=== ASSIGNED TASK ===
The answer should be each line of the records that contains the word "legs"; please copy them all.

=== PROVIDED INFORMATION ===
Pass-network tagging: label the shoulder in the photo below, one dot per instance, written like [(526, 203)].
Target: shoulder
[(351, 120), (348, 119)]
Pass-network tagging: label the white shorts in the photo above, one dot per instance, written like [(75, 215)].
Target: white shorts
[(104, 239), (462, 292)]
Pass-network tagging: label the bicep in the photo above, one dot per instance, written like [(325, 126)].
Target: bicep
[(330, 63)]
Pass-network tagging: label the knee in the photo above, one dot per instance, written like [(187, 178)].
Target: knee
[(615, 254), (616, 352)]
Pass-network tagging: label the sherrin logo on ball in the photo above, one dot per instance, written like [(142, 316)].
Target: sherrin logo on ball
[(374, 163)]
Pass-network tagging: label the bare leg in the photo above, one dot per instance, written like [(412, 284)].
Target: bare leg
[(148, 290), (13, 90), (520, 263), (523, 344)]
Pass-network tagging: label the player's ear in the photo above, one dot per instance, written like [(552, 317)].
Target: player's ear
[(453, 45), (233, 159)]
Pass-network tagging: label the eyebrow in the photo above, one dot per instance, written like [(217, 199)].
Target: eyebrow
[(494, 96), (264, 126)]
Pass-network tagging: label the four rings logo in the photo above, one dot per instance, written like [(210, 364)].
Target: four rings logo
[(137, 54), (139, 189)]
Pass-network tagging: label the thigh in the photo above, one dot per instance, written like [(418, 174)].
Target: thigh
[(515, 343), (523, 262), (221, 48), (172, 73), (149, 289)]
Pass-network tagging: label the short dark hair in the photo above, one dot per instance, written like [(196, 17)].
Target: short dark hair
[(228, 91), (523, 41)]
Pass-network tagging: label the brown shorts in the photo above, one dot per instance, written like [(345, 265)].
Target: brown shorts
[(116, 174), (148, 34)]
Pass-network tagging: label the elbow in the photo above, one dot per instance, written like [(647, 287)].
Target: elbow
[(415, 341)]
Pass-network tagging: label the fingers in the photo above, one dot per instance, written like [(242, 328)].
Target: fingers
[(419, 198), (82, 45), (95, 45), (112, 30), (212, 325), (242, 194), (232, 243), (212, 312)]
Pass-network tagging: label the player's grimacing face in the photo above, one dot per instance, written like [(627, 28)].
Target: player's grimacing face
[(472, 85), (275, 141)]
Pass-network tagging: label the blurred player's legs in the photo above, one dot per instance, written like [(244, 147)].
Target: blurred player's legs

=== RESPONSE ===
Pass-network tagging: label the blurred player's legs in the photo above, one dot per instance, written like [(244, 147)].
Target: blurred player's legs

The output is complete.